▶ AIM OF THE TASK: Copy the lines below, starting at the line containing "One keypoint belongs on each instance. Annotate the thin" and ending at the last line, keeping every wording line unchanged. Shift each x and y coordinate in the answers by adding 90 to it.

▶ INPUT RECORDS:
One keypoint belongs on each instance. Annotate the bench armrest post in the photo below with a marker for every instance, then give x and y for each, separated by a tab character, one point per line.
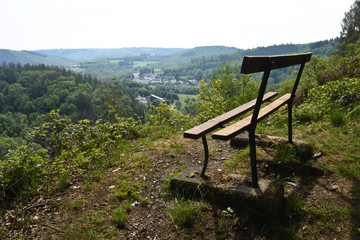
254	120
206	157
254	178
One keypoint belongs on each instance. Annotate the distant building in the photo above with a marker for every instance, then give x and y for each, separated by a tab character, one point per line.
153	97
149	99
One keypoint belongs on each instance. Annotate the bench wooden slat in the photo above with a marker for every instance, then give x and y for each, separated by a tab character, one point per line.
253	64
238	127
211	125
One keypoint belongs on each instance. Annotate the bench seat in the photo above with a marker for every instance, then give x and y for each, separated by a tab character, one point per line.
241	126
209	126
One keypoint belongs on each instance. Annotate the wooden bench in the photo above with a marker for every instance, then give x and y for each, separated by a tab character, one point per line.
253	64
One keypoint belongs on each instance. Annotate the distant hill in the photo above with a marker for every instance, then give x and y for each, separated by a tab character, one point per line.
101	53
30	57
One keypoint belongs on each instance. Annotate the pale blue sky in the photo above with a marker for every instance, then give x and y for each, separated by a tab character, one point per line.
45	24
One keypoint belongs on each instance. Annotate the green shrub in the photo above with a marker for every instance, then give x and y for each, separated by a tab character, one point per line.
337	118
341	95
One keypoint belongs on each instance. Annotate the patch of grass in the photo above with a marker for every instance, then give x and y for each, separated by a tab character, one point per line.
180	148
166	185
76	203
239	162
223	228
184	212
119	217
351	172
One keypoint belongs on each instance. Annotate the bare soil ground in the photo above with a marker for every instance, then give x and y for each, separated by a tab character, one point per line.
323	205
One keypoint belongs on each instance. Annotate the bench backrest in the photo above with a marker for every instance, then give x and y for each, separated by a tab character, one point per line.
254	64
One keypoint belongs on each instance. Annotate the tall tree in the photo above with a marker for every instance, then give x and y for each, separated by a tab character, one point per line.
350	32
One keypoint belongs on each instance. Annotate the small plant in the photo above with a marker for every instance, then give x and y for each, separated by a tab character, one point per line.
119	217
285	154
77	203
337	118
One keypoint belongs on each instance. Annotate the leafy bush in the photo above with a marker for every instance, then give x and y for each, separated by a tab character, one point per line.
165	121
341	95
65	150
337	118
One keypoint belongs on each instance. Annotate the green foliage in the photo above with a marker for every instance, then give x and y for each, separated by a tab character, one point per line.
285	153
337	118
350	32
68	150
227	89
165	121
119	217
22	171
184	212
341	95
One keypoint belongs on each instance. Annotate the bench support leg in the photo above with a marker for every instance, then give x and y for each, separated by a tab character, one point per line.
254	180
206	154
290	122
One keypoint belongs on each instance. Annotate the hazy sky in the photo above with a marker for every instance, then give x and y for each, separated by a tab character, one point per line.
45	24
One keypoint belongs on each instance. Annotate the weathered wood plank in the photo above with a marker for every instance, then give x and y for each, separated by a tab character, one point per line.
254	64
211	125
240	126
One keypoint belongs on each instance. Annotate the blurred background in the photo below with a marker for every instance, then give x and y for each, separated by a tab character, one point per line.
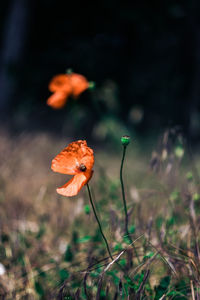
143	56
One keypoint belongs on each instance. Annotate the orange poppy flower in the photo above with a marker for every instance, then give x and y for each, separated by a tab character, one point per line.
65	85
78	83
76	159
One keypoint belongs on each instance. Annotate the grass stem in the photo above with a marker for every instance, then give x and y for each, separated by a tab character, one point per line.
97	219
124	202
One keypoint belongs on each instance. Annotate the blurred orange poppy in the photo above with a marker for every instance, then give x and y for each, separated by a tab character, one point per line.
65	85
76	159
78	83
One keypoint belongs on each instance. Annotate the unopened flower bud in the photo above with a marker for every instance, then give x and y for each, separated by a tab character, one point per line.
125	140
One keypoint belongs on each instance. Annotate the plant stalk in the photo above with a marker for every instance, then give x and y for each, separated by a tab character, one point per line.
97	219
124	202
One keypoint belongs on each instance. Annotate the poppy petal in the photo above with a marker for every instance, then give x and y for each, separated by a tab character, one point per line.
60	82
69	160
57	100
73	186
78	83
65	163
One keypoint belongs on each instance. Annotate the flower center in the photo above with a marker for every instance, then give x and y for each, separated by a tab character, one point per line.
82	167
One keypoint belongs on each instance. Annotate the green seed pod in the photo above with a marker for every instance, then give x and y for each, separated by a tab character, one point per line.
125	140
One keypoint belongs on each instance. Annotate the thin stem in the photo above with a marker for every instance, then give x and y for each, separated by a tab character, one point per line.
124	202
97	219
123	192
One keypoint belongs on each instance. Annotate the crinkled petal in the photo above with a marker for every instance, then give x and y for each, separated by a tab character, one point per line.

▶ WRITTEN ANSWER:
One keypoint belongs on each instance. Annotate the thin stem in the photo above with a marker for every instance, then give x and y for each, separated by a tab character, one point per line.
214	292
187	309
213	282
One keypoint belongs on each instance. Annotate the crinkled petal in the photo above with a marker for every instance, then give x and y for each, separated by a tab character, one point per line.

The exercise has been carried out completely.